• [Exercise 1] Write out the blog posts from "This is big" to "laughs and lights.", inclusive.
• [Exercise 2] Summarize the blog posts in two sentences.
Start of Document text
6.27.2008

Esteem Boost

I've been writing music again. Halves of three-ish songs done. Bluesy earthy folk stuff. I dig it.

This is big news, because it was high up on the list of things I wanted to accomplish over the summer.

So yea, go me.

6.23.2008

Re: Whistle

I wrote a blog, not too long ago, about the appreciation I got from my job, the joy I received from the smiles of children. That is still true, and truth be told, I love my job. However, here is another side.

A coworker referred to me a few days ago as someone who hasn't been jaded by the job yet. I hope that the short stay I intend to have there (merely a summer job, right?) will prevent me from becoming worn down. And as I've mentioned, there is an undeniable happiness that I get from working amongst those laughs and lights.

That isn't to say there aren't times when the surroundings wear on my ability to throw on a smile and offer a high five to each and every child. Sure, there are a handful of small things that would make the job better, but these are things that are universal to almost any place of employment, and truth be told, they really don't annoy me that much.

What does are the unappreciative parents. I said, in the post called Whistle While We Work, that the look on parents' faces when they saw their children scream and smile in excitement made everything else around me seem better. I have discovered that their is a polar opposite to this scene, and a corresponding response that it creates in me.
End of Document text
Start of Stored records
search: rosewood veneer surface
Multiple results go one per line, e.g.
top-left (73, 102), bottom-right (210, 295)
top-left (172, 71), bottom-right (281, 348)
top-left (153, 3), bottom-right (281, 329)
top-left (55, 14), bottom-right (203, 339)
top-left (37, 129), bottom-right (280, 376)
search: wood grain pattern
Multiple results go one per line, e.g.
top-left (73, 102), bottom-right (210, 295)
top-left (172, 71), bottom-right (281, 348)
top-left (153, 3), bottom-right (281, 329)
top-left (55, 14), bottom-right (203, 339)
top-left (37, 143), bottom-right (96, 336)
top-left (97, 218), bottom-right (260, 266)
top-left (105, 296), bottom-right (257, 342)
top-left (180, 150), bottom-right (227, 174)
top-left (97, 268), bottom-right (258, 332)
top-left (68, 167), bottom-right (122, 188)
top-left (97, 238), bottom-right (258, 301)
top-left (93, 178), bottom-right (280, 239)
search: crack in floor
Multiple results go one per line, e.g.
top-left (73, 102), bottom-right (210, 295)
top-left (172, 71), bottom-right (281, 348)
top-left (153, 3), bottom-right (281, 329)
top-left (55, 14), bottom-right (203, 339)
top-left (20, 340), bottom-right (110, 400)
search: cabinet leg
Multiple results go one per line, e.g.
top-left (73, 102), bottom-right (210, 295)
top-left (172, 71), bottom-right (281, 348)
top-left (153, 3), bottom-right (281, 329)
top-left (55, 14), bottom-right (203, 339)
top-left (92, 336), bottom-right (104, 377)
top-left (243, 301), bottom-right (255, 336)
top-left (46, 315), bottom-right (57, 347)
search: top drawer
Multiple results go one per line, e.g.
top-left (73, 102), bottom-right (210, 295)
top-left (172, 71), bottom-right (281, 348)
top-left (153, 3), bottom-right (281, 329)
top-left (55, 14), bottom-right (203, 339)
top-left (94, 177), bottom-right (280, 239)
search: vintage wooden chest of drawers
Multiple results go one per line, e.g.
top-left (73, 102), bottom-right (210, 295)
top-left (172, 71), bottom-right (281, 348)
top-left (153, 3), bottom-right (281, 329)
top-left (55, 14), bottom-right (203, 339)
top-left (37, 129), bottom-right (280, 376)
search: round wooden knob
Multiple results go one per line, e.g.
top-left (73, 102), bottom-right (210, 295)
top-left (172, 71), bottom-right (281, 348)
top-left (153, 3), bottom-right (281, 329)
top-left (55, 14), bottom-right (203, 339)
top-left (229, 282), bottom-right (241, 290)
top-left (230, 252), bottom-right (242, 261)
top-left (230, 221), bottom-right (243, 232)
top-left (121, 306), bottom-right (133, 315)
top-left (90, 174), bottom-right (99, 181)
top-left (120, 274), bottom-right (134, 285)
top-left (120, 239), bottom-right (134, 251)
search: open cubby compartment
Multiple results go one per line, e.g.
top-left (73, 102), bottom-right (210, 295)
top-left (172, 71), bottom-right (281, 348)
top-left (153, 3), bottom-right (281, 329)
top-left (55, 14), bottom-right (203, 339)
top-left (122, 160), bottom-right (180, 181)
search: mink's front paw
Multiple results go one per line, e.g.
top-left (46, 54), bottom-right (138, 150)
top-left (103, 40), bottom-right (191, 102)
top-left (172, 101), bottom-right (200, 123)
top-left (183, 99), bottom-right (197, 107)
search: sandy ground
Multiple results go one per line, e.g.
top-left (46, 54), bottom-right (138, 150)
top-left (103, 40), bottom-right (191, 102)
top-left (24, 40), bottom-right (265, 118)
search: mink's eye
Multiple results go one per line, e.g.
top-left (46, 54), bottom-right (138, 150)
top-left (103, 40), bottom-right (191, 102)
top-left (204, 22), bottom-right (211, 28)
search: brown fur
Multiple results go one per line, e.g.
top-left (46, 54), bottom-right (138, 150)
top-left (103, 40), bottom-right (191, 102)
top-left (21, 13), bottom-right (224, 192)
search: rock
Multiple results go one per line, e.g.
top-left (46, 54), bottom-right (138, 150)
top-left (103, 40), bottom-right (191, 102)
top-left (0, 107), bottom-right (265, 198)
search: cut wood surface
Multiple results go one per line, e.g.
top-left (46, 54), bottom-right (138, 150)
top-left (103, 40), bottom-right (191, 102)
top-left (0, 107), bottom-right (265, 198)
End of Stored records
• [Exercise result 1]
This is big news, because it was high up on the list of things I wanted to accomplish over the summer.

So yea, go me.

6.23.2008

Re: Whistle

I wrote a blog, not too long ago, about the appreciation I got from my job, the joy I received from the smiles of children. That is still true, and truth be told, I love my job. However, here is another side.

A coworker referred to me a few days ago as someone who hasn't been jaded by the job yet. I hope that the short stay I intend to have there (merely a summer job, right?) will prevent me from becoming worn down. And as I've mentioned, there is an undeniable happiness that I get from working amongst those laughs and lights.

• [Exercise result 2] The author has started writing music again, with halves of about three bluesy, earthy folk songs finished, which was high on their list of summer goals. In another post, the author says they love their summer job and the children's smiles, and that small workplace issues don't bother them much, but unappreciative parents do.